New research aids development of non-invasive methods of monitoring and improving the health of a fetus
UTMB researchers and their colleagues in South Korea have unlocked mysteries surrounding how a pregnant mother’s cells and her fetus’ cells communicate throughout pregnancy.
With this new information, the researchers can develop new non-invasive methods of monitoring and improving the health of the fetus.
“During pregnancy, there is constant communication between maternal and fetal cells using sacs filled with chemicals called exosomes,” said senior author Dr. Ramkumar Menon, UTMB associate professor in the Department of Obstetrics and Gynecology. “Our prior studies have shown that the fetal exosomes signal to the mother’s body that the fetus’s organs have fully matured, which triggers the labor and delivery process. Given this, we sought to learn more about the extent and capabilities of this communication system in order to develop new ways to monitor and support the fetus during pregnancy.”
To test exosome trafficking and function, researchers used mice that were genetically engineered to have certain exosome proteins glow fluorescent red and green when blood and tissue samples were stained and viewed under a microscope so they could distinguish between fetal and maternal exosomes.
The researchers learned that isolating and tracking fetal exosomes traveling to the maternal side is a useful indicator of the fetus’s health and development that can be measured in minimally invasive maternal blood samples. Likewise, researchers now know that exosomes traveling from the maternal side to the fetus produces functional changes.
“We’ve just received a $1.5 million, three-year contract to test a novel approach in treating pre-term birth,” said Menon. “We will test the usefulness of drugs enclosed in exosomes that can potentially cross the placenta barrier, reach the fetus and prevent fetal inflammation, a major cause of pre-term birth for which there is currently no drug treatment. Fetal inflammatory response is primarily responsible for pre-term delivery, which impacts 15 million pregnancies yearly and is responsible for a million neonatal deaths.”
Other researchers who were part of the study include UTMB Drs. Samantha Sheller-Miller and Kyungsun Choi and Dr. Chulhee Choi from the Korea Advanced Institute of Science and Technology.

* * * * * * * * *

What you need to do
(a) For the article on maternal-fetal exosome communication, state whether each statement agrees with it, answering yes or no and quoting the deciding words: (i) the mice were engineered so that certain exosome proteins glow fluorescent red and green; (ii) the contract Menon mentions runs for five years; (iii) fetal exosome tracking can be done with minimally invasive maternal blood samples.
(b) Reproduce the part of the exosome article from "New research aids" to "communicate throughout pregnancy.".

Saved entries
* * * * * * * * *

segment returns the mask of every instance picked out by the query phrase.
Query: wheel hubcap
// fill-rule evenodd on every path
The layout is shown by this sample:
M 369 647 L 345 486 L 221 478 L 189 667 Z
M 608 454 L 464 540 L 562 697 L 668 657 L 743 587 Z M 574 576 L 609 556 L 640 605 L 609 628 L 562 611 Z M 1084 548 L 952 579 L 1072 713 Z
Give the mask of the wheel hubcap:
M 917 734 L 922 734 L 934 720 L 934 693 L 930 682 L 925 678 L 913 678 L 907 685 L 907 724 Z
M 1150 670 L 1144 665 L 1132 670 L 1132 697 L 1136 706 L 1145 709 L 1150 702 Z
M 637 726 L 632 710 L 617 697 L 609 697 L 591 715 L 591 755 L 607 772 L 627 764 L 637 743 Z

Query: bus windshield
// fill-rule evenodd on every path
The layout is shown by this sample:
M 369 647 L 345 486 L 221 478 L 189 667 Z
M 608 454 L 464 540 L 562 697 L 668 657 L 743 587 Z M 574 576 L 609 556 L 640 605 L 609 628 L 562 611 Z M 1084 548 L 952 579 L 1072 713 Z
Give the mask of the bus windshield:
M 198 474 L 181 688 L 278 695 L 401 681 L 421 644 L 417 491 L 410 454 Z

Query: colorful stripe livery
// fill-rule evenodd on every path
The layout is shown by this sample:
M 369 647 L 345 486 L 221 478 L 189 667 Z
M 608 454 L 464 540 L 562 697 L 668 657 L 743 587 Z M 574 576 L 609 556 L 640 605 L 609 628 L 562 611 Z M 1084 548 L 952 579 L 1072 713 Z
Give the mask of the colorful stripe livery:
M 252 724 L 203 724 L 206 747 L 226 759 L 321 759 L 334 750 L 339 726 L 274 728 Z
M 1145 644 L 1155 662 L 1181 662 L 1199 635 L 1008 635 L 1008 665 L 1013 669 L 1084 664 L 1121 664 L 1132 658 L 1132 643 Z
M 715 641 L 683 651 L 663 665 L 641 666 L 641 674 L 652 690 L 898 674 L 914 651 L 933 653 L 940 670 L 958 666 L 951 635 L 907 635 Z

* * * * * * * * *

Numbered responses
(a)
(i) Yes: "genetically engineered to have certain exosome proteins glow fluorescent red and green"
(ii) No: "a $1.5 million, three-year contract"
(iii) Yes: "can be measured in minimally invasive maternal blood samples"

(b)
New research aids development of non-invasive methods of monitoring and improving the health of a fetus
UTMB researchers and their colleagues in South Korea have unlocked mysteries surrounding how a pregnant mother’s cells and her fetus’ cells communicate throughout pregnancy.